Point-per-instance localization data:

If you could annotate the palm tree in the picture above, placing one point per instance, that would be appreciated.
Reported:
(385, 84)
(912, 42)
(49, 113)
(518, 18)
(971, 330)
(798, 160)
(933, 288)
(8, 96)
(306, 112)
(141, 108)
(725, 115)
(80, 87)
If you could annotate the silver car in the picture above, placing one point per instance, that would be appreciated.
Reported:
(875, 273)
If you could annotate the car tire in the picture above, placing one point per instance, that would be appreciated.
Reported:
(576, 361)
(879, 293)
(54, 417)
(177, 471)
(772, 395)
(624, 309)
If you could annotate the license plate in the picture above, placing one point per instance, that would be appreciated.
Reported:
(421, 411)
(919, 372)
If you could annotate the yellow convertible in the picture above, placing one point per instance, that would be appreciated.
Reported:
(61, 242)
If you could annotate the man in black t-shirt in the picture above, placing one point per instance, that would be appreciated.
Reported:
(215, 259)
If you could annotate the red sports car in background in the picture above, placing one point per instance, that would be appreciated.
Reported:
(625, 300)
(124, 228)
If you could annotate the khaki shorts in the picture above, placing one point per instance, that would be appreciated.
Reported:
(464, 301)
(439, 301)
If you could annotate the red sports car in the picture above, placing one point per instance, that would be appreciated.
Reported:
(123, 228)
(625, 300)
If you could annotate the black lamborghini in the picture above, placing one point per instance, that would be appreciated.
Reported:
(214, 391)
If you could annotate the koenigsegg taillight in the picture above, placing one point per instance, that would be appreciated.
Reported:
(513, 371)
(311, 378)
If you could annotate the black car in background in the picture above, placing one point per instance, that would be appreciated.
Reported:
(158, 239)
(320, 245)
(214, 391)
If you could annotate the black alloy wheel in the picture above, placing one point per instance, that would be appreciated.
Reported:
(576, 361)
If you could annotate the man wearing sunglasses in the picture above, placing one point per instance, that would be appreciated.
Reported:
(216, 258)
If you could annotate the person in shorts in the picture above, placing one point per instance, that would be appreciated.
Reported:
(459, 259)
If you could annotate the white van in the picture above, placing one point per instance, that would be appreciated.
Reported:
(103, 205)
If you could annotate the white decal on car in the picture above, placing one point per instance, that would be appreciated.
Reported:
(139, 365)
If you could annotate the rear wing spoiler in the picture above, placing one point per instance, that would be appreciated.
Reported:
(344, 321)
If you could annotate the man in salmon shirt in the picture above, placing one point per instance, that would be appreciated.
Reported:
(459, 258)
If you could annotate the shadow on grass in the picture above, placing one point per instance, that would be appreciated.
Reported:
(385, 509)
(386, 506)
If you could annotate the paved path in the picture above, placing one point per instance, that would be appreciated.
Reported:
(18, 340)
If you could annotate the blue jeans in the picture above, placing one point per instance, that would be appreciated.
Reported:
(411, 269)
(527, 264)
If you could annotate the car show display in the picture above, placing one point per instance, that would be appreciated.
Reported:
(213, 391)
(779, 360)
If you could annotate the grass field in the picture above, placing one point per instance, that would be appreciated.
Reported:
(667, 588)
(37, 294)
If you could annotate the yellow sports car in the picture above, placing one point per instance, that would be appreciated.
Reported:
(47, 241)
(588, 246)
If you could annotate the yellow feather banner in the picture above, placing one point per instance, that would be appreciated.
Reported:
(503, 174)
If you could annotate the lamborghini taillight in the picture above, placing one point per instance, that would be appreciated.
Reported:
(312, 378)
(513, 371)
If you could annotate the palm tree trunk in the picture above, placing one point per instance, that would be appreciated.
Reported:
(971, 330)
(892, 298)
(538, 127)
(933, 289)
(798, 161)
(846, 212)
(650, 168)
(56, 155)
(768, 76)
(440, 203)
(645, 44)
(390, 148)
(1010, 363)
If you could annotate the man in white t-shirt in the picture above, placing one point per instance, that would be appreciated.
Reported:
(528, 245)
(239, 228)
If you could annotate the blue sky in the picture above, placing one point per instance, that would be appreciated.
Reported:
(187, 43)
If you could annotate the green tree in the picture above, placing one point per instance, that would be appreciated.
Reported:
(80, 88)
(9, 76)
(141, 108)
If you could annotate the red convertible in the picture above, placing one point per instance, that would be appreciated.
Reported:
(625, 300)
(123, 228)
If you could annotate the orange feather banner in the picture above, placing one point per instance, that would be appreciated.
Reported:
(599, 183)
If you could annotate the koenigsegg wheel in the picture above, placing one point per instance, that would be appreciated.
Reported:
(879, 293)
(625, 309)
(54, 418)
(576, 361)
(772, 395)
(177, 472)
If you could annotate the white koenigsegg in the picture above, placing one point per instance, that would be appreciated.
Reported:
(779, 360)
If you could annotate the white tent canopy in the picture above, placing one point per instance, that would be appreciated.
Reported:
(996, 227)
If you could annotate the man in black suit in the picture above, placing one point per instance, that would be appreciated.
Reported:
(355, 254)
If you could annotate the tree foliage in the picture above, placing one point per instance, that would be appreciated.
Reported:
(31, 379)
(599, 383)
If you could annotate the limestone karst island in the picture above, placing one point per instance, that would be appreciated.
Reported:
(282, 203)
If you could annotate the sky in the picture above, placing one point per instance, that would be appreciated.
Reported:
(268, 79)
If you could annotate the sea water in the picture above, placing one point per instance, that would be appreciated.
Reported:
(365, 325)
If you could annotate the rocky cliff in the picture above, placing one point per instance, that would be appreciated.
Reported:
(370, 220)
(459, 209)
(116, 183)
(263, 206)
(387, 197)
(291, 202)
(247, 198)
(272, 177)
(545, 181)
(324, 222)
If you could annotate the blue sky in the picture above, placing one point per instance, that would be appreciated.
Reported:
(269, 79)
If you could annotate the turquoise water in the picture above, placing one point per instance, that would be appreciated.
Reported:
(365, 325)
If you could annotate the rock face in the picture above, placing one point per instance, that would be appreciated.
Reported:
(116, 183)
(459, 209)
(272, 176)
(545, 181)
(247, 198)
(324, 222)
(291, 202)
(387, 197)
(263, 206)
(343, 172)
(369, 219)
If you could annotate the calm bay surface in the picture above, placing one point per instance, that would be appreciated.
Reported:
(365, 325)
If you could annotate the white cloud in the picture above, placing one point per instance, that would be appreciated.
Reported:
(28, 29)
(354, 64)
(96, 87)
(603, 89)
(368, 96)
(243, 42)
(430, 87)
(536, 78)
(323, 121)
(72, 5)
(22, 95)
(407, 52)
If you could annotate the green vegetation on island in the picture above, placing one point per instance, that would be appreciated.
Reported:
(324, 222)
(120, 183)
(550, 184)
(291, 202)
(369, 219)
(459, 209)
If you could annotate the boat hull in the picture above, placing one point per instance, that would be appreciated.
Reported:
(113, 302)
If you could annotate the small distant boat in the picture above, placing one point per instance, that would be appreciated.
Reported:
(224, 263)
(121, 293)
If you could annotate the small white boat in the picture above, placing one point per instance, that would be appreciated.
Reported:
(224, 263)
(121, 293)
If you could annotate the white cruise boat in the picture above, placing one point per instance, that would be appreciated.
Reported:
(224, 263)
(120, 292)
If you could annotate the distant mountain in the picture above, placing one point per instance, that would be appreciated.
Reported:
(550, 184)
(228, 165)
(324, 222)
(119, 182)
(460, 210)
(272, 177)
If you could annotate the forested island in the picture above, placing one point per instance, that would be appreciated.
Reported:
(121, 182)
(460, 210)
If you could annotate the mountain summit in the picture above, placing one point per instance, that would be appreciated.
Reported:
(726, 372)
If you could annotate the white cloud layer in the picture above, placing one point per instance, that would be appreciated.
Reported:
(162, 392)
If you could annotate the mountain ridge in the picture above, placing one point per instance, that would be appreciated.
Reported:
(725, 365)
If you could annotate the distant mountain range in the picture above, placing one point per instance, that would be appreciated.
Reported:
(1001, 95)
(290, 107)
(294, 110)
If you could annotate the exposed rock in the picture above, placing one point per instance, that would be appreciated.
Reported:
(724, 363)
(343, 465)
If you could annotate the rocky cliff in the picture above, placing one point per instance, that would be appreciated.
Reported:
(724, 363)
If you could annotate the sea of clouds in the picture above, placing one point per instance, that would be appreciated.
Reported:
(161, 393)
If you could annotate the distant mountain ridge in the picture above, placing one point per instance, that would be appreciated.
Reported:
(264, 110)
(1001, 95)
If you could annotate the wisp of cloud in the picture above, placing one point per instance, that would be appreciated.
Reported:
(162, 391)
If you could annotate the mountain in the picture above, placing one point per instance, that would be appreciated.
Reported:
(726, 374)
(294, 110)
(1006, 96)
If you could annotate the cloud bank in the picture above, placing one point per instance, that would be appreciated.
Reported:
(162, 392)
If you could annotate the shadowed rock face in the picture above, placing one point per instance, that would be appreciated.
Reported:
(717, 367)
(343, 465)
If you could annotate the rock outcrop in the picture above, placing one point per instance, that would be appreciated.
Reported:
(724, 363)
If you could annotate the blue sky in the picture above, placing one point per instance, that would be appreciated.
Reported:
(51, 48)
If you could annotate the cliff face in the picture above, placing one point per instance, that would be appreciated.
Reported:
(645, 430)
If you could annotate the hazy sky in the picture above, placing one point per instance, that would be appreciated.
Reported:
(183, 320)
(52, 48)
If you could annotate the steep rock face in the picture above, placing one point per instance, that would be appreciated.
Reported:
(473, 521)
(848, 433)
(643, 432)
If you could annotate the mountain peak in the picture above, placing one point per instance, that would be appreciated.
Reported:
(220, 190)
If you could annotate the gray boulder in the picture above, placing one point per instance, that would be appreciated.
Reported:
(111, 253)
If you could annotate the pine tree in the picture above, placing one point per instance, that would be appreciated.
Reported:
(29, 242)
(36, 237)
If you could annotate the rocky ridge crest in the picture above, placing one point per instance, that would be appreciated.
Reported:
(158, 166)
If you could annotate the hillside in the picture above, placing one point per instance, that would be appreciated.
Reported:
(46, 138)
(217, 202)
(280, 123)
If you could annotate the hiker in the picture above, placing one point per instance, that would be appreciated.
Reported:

▶ What you will do:
In the records above, find each line with the word "yellow" and copy it.

▶ Result of the exercise:
If you could annotate the yellow convertible in the picture above, placing one point per instance, that would be appreciated.
If you could annotate the yellow sports car in the picture above, placing one point per instance, that would be appreciated.
If you could annotate the yellow feather banner in the picture above, placing one point per instance, that would be appreciated.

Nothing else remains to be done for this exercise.